■ Fragmento de texto:
::::::
Estudio y trabajo. Empezó el trabajo realizando encuestas a las gentes de Pisulí. Eran personas que ella conocía, pero nunca se había enterado de sus necesidades y dificultades aunque estuvieran a su alrededor. Poco a poco se fue dando cuenta que no era la única persona que había sufrido en el mundo ni la única que estaba necesitando un amigo.
Como resultado de esas visitas, 280 niños entraron en los proyectos de AVSI. Fue necesario hacer un curso para preparar a las personas encargadas de atender a las madres de los niños. A Amparito le ofrecieron el puesto de secretaria de coordinación del grupo, algo que le chocó porque su nivel de estudios era primario e inacabado y desconocía cómo se usaba siquiera un ordenador. Pero tenía su experiencia dramática vital y el conocimiento de la realidad del barrio. Aceptó y fue escogida como orientadora para las demás familias. Puesto que se sentía poco preparada, comenzó a estudiar. Terminó el colegio y un ciclo formativo profesional como auxiliar de parvulario y en la actualidad espera cursar una carrera universitaria, si Dios lo quiere, para ser especialista de parvulario. Sabe que cuanto más se prepare más puede ayudar a la gente de su alrededor.
::::::
■ Información proporcionada:
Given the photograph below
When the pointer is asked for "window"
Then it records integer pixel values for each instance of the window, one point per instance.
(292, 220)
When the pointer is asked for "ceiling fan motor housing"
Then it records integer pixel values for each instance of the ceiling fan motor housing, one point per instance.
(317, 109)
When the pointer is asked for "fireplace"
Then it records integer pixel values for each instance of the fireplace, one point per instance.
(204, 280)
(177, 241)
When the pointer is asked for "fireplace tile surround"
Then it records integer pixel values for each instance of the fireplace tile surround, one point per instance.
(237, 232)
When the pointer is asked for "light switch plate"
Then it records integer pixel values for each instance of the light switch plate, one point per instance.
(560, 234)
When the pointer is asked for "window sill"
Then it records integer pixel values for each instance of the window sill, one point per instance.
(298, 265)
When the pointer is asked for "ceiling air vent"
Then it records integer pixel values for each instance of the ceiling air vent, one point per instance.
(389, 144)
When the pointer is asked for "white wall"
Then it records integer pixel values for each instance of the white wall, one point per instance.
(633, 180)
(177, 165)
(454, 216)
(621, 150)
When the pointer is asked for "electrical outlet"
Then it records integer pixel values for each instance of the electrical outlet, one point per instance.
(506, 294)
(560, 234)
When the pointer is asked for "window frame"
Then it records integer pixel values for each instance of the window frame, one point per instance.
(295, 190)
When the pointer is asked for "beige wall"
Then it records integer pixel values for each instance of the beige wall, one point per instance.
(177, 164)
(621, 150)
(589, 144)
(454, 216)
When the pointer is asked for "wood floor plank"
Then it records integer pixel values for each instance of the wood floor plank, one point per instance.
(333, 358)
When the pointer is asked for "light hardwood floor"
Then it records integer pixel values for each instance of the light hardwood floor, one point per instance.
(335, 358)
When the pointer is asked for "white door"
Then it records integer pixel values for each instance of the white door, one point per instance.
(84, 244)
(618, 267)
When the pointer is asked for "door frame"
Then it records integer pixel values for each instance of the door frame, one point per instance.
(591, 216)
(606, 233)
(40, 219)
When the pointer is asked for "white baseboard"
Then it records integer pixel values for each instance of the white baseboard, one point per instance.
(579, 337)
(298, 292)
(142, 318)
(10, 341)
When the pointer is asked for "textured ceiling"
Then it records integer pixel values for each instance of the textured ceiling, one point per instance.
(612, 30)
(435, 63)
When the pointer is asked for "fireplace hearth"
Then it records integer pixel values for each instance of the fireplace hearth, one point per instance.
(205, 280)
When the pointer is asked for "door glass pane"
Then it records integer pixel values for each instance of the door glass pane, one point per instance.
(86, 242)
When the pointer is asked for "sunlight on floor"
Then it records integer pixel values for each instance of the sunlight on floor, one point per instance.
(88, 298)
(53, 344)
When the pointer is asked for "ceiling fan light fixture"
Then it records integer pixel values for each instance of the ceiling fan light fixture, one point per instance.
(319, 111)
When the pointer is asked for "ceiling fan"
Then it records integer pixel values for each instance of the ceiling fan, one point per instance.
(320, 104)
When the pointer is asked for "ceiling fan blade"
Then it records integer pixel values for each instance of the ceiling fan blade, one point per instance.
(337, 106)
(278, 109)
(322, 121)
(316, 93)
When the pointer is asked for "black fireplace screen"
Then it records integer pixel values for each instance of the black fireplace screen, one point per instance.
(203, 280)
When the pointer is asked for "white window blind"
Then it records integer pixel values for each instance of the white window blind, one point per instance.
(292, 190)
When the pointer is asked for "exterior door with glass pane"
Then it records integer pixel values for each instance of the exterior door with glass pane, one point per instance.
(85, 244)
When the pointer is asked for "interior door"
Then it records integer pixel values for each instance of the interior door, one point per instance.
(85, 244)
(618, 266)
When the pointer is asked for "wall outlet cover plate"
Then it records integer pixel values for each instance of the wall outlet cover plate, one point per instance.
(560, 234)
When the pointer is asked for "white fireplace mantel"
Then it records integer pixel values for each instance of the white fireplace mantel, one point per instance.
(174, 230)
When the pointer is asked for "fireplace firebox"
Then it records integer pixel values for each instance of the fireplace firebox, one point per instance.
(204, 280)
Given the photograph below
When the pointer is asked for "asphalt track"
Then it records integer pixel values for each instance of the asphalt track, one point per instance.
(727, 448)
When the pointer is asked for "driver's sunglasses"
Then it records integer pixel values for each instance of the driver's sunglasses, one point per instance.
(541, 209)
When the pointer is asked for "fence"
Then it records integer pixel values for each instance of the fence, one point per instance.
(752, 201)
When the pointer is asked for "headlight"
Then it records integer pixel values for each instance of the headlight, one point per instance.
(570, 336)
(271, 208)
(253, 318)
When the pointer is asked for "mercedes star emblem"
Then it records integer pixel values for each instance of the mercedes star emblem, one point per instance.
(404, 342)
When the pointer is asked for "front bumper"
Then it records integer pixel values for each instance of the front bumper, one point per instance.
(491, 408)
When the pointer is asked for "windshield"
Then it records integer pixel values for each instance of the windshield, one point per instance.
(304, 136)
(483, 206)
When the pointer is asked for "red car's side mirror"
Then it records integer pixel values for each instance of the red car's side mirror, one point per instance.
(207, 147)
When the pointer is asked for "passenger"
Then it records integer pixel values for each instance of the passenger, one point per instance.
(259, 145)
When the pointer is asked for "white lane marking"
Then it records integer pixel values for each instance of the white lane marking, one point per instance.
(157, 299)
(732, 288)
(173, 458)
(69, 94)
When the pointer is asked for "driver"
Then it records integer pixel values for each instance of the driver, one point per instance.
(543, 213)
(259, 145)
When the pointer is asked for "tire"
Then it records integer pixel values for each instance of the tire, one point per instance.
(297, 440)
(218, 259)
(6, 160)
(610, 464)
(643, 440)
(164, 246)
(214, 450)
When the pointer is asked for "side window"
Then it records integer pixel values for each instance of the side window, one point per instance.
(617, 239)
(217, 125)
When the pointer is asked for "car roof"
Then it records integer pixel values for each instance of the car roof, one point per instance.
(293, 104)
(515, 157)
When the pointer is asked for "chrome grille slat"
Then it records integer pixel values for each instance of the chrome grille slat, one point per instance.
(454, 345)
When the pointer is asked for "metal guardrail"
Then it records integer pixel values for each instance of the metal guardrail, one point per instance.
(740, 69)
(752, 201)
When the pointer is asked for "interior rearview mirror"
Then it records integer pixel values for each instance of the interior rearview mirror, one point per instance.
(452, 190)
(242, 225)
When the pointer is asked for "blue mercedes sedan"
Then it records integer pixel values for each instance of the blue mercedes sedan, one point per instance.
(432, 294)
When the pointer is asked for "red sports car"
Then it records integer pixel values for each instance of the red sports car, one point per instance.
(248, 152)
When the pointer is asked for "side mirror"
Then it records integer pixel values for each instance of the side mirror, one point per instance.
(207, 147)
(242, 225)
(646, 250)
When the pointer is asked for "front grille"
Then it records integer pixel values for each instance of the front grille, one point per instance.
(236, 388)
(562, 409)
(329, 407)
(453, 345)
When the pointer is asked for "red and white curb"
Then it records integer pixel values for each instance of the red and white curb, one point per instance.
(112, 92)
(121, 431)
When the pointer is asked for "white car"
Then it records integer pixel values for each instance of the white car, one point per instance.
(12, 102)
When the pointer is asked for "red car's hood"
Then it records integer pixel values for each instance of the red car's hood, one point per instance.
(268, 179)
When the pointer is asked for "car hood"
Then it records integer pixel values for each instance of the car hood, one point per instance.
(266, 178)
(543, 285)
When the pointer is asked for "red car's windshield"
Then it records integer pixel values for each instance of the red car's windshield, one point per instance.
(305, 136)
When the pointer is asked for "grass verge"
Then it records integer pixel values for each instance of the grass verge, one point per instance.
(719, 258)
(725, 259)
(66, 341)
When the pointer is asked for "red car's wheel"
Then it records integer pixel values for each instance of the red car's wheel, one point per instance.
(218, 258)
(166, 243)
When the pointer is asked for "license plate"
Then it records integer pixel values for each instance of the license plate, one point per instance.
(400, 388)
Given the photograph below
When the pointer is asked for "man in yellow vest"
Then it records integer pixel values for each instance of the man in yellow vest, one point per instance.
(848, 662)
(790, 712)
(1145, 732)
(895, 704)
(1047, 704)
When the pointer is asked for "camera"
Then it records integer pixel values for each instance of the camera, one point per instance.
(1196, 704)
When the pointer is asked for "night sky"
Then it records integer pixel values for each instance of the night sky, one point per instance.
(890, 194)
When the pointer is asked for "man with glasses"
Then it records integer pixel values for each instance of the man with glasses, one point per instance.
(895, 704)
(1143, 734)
::::::
■ Preguntas para responder:
• 1. Según el fragmento sobre Amparito, ¿cuántos niños entraron en los proyectos de AVSI gracias a esas visitas?
• 2. Sigue el fragmento sobre Amparito a partir de su última oración.

■ Respuestas por tarea:
• 1. 280 niños.

• 2.
Los talleres. Su tarea es en la actualidad ocuparse de los talleres PELCA, que significa Preescolar En La Casa. En estos talleres los padres ganan protagonismo en la educación de sus hijos, porque son ellos los que han de concienciarse de la tarea de educar a sus hijos para que se conviertan en adultos de bien.
AVSI y CESAL colaboran con una asociación local llamada “Sembrar” y están llevando adelante también un proyecto con los jóvenes. Pisulí ha ido creciendo y los niños se han hecho adolescentes y hay que guiarlos, porque se encuentran día a día con problemas de alcohol, drogas y marginación. De estos adolescentes hay tres que fueron apoyados por dos laicas consagradas, Rosa y Stefania para que hicieran y acabaran un curso de informática. Ni sus propios padres daban nada por ellos pero lo lograron. Hoy siguen estudiando en colegios de horario nocturno porque son ya mayores.
Amparito se encuentra intranquila por la hija que le queda, Amanda, de quince años, ya que en Pisulí, el barrio donde viven, hay mucha violencia, y graves problemas de drogadicción y alcoholismo entre la gente joven.
Muchos chicos han salido adelante gracias a que alguien los ha mirado con estima, que les han ayudado a sacar lo mejor que llevaban dentro, desterrando la idea de que no servían para nada.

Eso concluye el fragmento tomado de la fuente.